◆ **Data to process**
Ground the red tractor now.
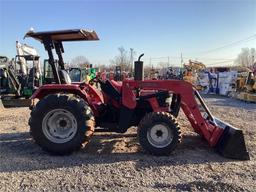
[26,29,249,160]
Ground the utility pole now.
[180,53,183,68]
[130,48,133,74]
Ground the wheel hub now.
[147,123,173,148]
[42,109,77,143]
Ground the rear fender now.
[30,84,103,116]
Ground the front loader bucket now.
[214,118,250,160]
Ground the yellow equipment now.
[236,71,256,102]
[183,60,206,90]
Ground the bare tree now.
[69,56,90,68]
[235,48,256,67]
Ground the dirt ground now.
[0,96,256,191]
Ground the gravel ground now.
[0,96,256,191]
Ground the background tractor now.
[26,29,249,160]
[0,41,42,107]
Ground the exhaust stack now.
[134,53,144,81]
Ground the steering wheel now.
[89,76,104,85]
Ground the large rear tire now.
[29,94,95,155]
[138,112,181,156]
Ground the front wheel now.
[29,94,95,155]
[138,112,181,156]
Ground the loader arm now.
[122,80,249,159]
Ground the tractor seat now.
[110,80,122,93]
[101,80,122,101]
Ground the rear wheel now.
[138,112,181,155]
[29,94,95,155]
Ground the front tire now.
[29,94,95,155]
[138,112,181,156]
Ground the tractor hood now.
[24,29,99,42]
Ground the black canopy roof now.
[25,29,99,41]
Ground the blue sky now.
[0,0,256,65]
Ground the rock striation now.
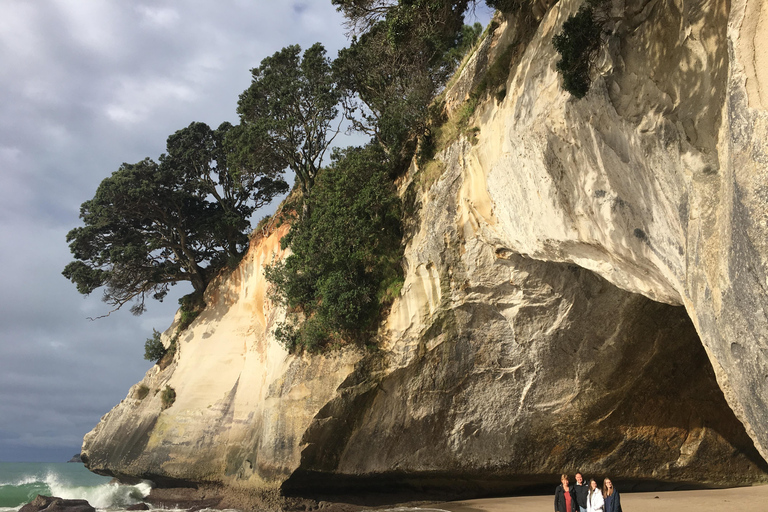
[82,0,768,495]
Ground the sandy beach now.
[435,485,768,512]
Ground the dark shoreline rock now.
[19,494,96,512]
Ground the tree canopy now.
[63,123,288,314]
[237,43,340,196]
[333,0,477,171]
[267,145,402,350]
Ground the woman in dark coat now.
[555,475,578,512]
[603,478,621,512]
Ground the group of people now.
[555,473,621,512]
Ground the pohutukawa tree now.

◆ **Written exercise**
Could you repeat all the records above with "now" replaced by "here", changing nothing else and leaving the pictures out?

◆ **Answer below**
Ground the red tractor here.
[26,29,249,160]
Ground the utility pole here.
[180,53,183,68]
[130,48,133,74]
Ground the wheel hub here.
[147,123,173,148]
[42,109,77,143]
Ground the rear fender here.
[30,84,103,116]
Ground the front loader bucket here.
[214,118,250,160]
Ground the yellow equipment here.
[236,71,256,102]
[183,60,206,90]
Ground the bare tree here.
[69,56,90,68]
[235,48,256,67]
Ground the dirt ground here.
[0,96,256,191]
Ground the gravel ground here.
[0,96,256,191]
Ground the background tractor here.
[26,29,249,160]
[0,41,42,107]
Ground the exhaust stack here.
[134,53,144,81]
Ground the steering wheel here.
[89,76,104,85]
Ground the large rear tire here.
[29,94,95,155]
[138,112,181,156]
Ground the front wheel here.
[29,94,95,155]
[138,112,181,156]
Ground the loader arm here.
[122,80,249,159]
Ground the tractor seat here.
[110,80,122,93]
[101,80,122,101]
Ground the rear wheel here.
[138,112,181,155]
[29,94,95,155]
Ground the front tire here.
[29,94,95,155]
[138,112,181,156]
Ground the tractor hood here.
[24,29,99,42]
Ground the black canopy roof here.
[25,29,99,41]
Ground the blue sky here.
[0,0,256,65]
Ground the rock striation here.
[82,0,768,495]
Ground the sandy beach here.
[435,485,768,512]
Ground the dark shoreline rock here.
[19,494,96,512]
Ground the tree canopy here.
[63,123,288,314]
[237,43,340,196]
[333,0,477,171]
[267,145,402,350]
Ground the woman in dark coat here.
[555,475,578,512]
[603,478,621,512]
Ground the group of people here.
[555,473,621,512]
Ground the pohutukawa tree here.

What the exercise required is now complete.